◆ **Excerpted data**:
******************************

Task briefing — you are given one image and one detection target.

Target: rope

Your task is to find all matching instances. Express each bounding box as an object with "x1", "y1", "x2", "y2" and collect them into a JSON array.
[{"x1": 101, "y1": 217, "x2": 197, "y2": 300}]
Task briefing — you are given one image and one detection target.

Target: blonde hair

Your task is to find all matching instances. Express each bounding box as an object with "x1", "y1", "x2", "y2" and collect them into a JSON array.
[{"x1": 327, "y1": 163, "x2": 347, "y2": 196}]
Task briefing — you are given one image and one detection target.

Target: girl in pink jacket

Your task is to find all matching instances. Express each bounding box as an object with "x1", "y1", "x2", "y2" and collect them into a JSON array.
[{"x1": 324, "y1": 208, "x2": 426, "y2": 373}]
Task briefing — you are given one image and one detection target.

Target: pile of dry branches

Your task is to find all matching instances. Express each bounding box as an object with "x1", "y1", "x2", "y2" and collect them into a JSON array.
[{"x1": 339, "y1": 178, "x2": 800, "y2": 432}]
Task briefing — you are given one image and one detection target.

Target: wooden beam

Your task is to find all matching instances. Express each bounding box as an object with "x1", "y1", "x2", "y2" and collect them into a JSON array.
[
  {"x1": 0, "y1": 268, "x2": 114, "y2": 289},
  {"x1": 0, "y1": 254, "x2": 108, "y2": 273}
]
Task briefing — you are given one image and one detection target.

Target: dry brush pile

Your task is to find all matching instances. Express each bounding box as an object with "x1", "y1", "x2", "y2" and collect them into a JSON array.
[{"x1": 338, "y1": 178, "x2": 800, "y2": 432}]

******************************

Copy all of the entries above verbatim, with every line kept as it is.

◆ **The response**:
Task briefing — you are given one image and one detection target.

Target: rope

Your task is to find all matching instances. Express each bounding box as an object with "x1", "y1", "x2", "y2" and collect them into a JSON array.
[{"x1": 101, "y1": 217, "x2": 197, "y2": 300}]
Task briefing — you are given one image and one detection target.

Target: blonde hair

Your task is to find all matching instances. Express each bounding box as an object with "x1", "y1", "x2", "y2" and collect them into a JSON array.
[{"x1": 327, "y1": 163, "x2": 347, "y2": 196}]
Task briefing — you are given one image and one detection target.

Target: girl in pink jacket

Your task is to find all matching instances. Express each bounding box as an object with "x1", "y1", "x2", "y2" and collect them into a JSON array.
[{"x1": 324, "y1": 208, "x2": 426, "y2": 373}]
Task briefing — you are given one image and one detection target.

Target: pile of dry branches

Your task is to find all matching instances. Express each bounding box as an object with "x1", "y1", "x2", "y2" and collect them into a JSON array.
[{"x1": 339, "y1": 178, "x2": 800, "y2": 432}]
Task briefing — you are given one image and one detection target.

Target: wooden beam

Your task is to find all matching instances. Express each bounding box as an object with "x1", "y1", "x2", "y2" and collect them into a JSON array.
[
  {"x1": 0, "y1": 268, "x2": 114, "y2": 289},
  {"x1": 0, "y1": 254, "x2": 108, "y2": 273}
]
Task briefing — you are given one image and one detection target.

Target: dry brush pile

Your task is to find all matching instances. Express each bounding box as an object with "x1", "y1", "x2", "y2" and collect them into a JSON array.
[{"x1": 338, "y1": 178, "x2": 800, "y2": 432}]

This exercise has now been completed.